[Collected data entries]
····················

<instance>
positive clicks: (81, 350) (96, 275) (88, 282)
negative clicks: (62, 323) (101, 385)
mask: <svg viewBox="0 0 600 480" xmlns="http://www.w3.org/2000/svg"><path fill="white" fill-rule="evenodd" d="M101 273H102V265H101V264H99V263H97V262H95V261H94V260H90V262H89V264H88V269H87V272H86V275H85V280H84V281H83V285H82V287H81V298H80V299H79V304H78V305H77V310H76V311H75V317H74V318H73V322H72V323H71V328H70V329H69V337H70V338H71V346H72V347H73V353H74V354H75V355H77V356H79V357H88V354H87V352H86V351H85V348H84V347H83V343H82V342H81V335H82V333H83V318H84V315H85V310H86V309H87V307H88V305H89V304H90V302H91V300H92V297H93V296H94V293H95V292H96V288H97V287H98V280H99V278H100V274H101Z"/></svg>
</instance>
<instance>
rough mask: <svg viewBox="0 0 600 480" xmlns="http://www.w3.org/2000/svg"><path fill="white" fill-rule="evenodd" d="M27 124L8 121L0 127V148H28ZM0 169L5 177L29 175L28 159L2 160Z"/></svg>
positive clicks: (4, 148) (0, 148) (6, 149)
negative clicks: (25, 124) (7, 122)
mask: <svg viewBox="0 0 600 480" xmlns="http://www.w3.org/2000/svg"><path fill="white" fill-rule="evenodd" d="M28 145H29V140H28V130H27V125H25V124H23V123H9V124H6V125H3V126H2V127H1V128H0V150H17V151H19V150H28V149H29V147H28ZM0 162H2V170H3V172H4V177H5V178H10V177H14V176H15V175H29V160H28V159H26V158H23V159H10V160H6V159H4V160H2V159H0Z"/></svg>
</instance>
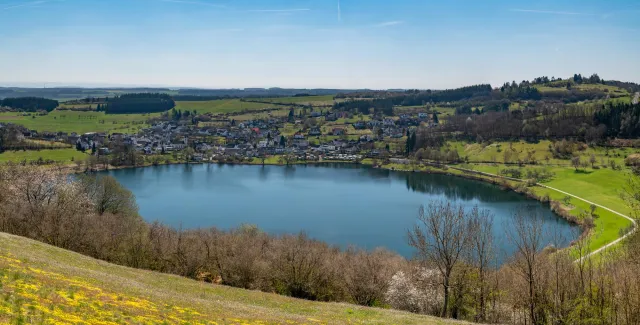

····················

- Assigned task:
Render every line of the material above as a Markdown table with the columns Row and Line, skipping blank lines and leaving out the pictures.

- Your response:
| Row | Line |
|---|---|
| 1 | <instance> |
| 2 | positive clicks: (81, 350) (96, 275) (88, 282) |
| 3 | negative clicks: (62, 323) (101, 385) |
| 4 | mask: <svg viewBox="0 0 600 480" xmlns="http://www.w3.org/2000/svg"><path fill="white" fill-rule="evenodd" d="M101 273H102V265H101V264H99V263H97V262H95V261H94V260H90V262H89V264H88V269H87V272H86V275H85V280H84V281H83V285H82V287H81V298H80V299H79V304H78V305H77V310H76V311H75V317H74V318H73V322H72V323H71V328H70V329H69V337H70V338H71V346H72V347H73V353H74V354H75V355H77V356H79V357H88V354H87V352H86V351H85V348H84V347H83V343H82V342H81V335H82V333H83V318H84V315H85V310H86V309H87V307H88V305H89V304H90V302H91V300H92V297H93V296H94V293H95V292H96V288H97V287H98V280H99V278H100V274H101Z"/></svg> |
| 5 | </instance> |
| 6 | <instance> |
| 7 | rough mask: <svg viewBox="0 0 600 480" xmlns="http://www.w3.org/2000/svg"><path fill="white" fill-rule="evenodd" d="M27 124L8 121L0 127V148H28ZM0 169L5 177L29 175L28 159L2 160Z"/></svg> |
| 8 | positive clicks: (4, 148) (0, 148) (6, 149) |
| 9 | negative clicks: (25, 124) (7, 122) |
| 10 | mask: <svg viewBox="0 0 600 480" xmlns="http://www.w3.org/2000/svg"><path fill="white" fill-rule="evenodd" d="M28 145H29V140H28V130H27V125H25V124H23V123H9V124H6V125H3V126H2V127H1V128H0V150H17V151H19V150H28V149H29V147H28ZM0 162H2V170H3V172H4V177H5V178H10V177H14V176H15V175H29V160H28V159H26V158H23V159H10V160H6V159H4V160H2V159H0Z"/></svg> |
| 11 | </instance> |